**What you need to do:**
All of the data goes into your copy exactly as written. Images do not.

**Material provided:**
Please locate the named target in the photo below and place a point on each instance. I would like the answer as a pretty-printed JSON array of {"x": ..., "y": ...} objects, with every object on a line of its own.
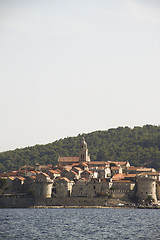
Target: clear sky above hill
[{"x": 68, "y": 67}]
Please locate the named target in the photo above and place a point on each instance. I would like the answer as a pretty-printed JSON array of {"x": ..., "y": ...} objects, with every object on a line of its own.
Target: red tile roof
[{"x": 118, "y": 176}]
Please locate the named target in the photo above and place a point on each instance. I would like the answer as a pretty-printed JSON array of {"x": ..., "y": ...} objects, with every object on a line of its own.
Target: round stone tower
[
  {"x": 146, "y": 186},
  {"x": 83, "y": 152},
  {"x": 43, "y": 186}
]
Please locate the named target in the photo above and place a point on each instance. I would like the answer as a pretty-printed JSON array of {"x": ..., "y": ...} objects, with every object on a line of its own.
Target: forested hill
[{"x": 140, "y": 146}]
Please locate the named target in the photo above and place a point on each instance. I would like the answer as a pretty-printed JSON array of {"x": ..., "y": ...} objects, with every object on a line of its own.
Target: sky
[{"x": 77, "y": 66}]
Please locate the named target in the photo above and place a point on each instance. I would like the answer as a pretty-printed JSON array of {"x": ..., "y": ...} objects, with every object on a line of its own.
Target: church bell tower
[{"x": 83, "y": 152}]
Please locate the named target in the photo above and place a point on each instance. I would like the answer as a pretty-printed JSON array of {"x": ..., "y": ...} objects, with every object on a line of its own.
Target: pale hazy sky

**Answer to this problem:**
Please locate the named target in the photo below and place a point on each instance. I would like the answer as a pretty-printed JSON array of {"x": ..., "y": ...} objects, with every object on a line of its own.
Target: clear sky above hill
[{"x": 68, "y": 67}]
Please locate the named target in the photo above and place a point on each instance. I would like the answer as a pretty-printed JSON array of {"x": ..., "y": ...} objects, with every object on a line of its own.
Target: red tile roof
[{"x": 118, "y": 176}]
Please locate the named target in the photo above and place a point on each instance. I would like the answer as a pretty-printed JSON array of {"x": ..., "y": ...} objects, with every object on a line of its own.
Target: round stone tower
[
  {"x": 146, "y": 186},
  {"x": 83, "y": 152},
  {"x": 43, "y": 186}
]
Please locate the named target in the photo above and place a point on each instance. I would like the answer as a pretty-printed JSON array of {"x": ..., "y": ...} objects, with every object on a line of its own.
Target: forested hill
[{"x": 140, "y": 146}]
Please locate the named target in the photo above and place a point on each instance. I would like the answer as a pretty-printed JSON array of {"x": ..., "y": ...} objects, with every object on a line of its own.
Target: sky
[{"x": 77, "y": 66}]
Please locate the named target in the photo above and place a point on each instance. I would like the answer as a pretty-printed JSON array of {"x": ..., "y": ...} objects, with every object on a line of its own.
Target: church bell tower
[{"x": 83, "y": 152}]
Please locate the named target in the photo above and place a point on each instance. I would like the answer as a pretty-printed JSON array of {"x": ..., "y": ...} objects, with every object on a line of its own.
Target: pale hazy sky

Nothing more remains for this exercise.